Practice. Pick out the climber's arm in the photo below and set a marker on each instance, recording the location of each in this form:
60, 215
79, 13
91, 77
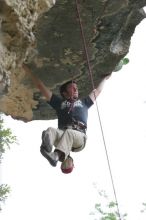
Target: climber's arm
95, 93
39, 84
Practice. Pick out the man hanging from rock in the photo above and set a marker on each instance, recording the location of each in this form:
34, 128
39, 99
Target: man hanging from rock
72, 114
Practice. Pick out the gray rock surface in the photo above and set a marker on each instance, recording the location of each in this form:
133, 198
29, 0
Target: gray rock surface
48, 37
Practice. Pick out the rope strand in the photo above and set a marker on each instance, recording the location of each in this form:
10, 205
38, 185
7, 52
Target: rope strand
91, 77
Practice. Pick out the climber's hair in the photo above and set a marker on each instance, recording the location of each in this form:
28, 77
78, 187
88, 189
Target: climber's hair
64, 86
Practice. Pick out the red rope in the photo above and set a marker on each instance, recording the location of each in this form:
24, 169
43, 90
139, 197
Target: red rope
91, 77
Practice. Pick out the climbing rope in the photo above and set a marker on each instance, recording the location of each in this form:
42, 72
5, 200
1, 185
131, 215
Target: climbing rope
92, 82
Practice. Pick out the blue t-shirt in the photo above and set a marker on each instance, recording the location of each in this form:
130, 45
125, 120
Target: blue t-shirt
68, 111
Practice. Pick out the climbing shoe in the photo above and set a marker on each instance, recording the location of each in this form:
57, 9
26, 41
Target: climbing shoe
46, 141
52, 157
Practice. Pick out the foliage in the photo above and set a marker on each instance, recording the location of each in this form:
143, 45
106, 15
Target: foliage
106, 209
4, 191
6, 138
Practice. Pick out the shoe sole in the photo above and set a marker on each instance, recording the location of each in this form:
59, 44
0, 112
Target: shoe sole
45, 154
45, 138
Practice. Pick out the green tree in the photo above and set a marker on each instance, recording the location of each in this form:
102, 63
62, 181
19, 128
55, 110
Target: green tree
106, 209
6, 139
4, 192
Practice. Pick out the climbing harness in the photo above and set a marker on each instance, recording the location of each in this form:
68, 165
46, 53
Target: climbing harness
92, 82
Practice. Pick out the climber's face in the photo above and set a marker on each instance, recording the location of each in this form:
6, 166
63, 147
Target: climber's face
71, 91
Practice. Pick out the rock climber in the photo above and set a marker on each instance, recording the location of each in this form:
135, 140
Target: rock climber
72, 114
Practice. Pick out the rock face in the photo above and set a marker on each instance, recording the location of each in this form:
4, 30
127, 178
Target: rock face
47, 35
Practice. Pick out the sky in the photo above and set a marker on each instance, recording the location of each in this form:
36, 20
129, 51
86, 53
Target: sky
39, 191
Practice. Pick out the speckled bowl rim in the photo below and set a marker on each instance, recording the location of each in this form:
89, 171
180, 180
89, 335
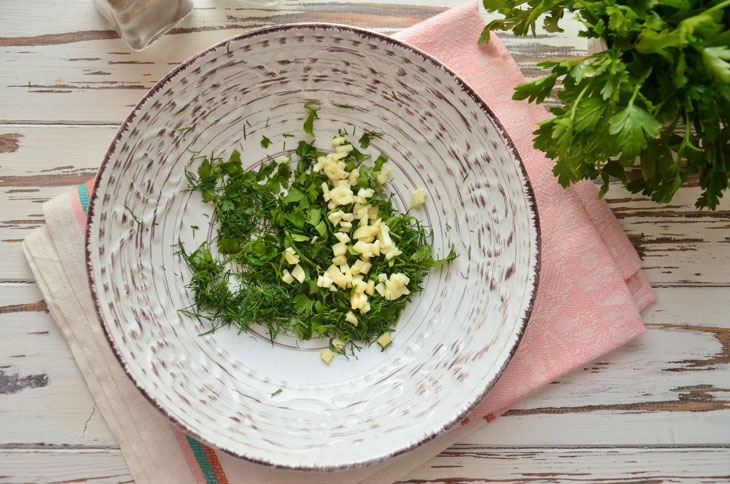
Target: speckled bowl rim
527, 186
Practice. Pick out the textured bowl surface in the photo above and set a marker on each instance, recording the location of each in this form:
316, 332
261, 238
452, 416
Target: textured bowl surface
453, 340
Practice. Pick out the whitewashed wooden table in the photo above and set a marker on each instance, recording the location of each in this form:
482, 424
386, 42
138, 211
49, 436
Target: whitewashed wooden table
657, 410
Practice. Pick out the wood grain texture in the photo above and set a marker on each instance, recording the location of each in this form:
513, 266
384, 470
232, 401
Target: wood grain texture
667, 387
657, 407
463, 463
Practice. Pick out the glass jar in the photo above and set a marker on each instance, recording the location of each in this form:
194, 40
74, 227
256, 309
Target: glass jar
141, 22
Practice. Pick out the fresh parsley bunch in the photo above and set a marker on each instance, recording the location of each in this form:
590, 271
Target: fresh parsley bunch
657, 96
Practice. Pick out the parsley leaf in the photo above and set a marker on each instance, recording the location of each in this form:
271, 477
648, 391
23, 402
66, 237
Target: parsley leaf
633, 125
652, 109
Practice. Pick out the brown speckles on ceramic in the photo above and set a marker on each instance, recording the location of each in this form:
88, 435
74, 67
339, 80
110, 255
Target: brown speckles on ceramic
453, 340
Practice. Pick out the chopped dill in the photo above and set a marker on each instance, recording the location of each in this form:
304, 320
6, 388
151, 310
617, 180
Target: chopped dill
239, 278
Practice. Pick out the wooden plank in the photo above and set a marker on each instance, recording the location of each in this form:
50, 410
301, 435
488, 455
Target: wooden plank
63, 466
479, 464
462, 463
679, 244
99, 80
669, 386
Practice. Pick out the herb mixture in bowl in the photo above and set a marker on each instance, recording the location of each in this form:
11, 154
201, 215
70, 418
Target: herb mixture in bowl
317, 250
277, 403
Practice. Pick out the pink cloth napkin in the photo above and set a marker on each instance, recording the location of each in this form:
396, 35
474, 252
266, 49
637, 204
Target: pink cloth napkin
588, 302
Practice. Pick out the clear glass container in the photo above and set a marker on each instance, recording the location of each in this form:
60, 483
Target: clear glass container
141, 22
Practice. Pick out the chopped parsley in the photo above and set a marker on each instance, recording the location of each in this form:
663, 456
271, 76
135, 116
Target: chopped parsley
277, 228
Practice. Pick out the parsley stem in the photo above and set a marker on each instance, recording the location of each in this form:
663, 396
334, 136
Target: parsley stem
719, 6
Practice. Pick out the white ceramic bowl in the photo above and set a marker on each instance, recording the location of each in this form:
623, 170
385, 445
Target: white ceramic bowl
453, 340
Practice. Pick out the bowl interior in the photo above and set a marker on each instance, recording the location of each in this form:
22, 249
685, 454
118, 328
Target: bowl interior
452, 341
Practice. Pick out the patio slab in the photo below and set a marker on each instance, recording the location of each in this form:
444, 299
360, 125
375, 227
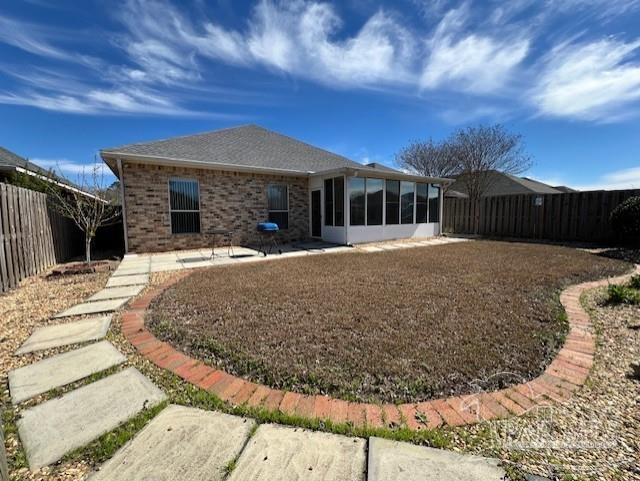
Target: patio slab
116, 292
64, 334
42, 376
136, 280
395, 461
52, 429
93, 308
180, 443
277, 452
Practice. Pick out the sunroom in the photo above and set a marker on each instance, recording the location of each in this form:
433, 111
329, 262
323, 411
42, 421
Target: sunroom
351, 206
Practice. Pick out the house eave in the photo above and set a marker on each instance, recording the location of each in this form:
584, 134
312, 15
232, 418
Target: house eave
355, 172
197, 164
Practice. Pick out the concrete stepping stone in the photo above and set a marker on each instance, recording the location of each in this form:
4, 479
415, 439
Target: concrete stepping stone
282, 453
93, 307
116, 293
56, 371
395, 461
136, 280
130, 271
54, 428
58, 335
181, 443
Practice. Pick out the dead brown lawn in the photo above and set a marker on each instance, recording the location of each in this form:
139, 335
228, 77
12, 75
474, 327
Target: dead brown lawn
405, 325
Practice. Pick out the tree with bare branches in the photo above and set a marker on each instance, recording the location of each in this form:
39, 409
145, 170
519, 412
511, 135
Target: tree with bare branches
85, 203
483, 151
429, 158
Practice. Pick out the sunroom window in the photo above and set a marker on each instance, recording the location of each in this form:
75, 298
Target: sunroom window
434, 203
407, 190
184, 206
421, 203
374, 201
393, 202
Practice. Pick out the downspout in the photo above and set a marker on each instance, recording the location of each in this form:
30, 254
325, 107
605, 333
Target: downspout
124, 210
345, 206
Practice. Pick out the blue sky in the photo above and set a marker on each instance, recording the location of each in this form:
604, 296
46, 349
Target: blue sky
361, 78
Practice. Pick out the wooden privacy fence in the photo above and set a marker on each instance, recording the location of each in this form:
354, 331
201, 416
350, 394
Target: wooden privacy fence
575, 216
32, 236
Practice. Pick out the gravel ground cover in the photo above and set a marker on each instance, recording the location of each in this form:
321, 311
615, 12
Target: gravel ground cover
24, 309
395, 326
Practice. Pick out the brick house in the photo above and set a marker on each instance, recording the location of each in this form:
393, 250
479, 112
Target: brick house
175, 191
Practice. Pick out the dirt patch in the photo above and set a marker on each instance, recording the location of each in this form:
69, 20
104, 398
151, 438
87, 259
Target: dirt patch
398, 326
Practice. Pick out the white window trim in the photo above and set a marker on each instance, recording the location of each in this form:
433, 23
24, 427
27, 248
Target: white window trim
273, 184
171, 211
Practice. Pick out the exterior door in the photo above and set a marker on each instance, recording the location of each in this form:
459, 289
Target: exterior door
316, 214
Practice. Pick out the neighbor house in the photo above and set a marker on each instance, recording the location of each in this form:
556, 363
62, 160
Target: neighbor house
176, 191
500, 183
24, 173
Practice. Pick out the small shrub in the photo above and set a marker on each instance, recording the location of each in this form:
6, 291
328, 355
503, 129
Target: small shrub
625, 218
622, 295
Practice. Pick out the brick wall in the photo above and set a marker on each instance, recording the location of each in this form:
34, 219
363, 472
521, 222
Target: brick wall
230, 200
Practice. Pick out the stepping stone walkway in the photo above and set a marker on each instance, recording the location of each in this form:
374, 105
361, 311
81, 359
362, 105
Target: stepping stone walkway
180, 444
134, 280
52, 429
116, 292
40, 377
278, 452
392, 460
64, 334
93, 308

===

REQUIREMENTS |
In the listing above, find the line with "Practice. Pick out the brick house" and set down that line and all after it exactly, through the final line.

RESPONSE TO THIS EXERCISE |
Practice. Pick out the brick house in the photo above and set a marker on each instance, recording the location of each in this form:
393, 250
479, 112
Target: brick house
175, 191
Practice. Pick out the dirt patch in the photo above and set a marker on each instance, recording the location of each in this form:
69, 20
104, 398
151, 438
87, 259
Target: dirt patch
398, 326
Practice. Pick out the white window trim in the photo above and set a marker on each instance, recording the location of each in this form:
433, 23
24, 427
27, 248
Target: white window trim
273, 184
171, 211
Practice. Pick out the exterior door in the photo above and set a marker on each instance, recording the location of each in this form:
459, 289
Target: exterior door
316, 214
Practice. Pick out the neighbor house in the photo above and set a marker on each instance, recording the location of each in this form:
556, 363
62, 160
Target: neighbor house
176, 191
500, 183
24, 173
Practice. Pick out the small shrub in the photo above and set a marker on each instance, recording the location of each in this form:
6, 291
328, 355
503, 129
Target: small shrub
625, 218
622, 295
Practice. Pick out the brick wall in the photo above and set a marker on each instance, recording the location of each in this form:
34, 219
363, 472
521, 222
Target: brick wall
230, 200
Practice. Pick out the stepping stone walkway in the photo above and set a marker on each instance, recording the location of each in this form:
374, 105
361, 311
81, 359
362, 105
Target: stepping stone walkway
180, 444
134, 280
52, 429
116, 292
40, 377
278, 452
392, 460
64, 334
93, 308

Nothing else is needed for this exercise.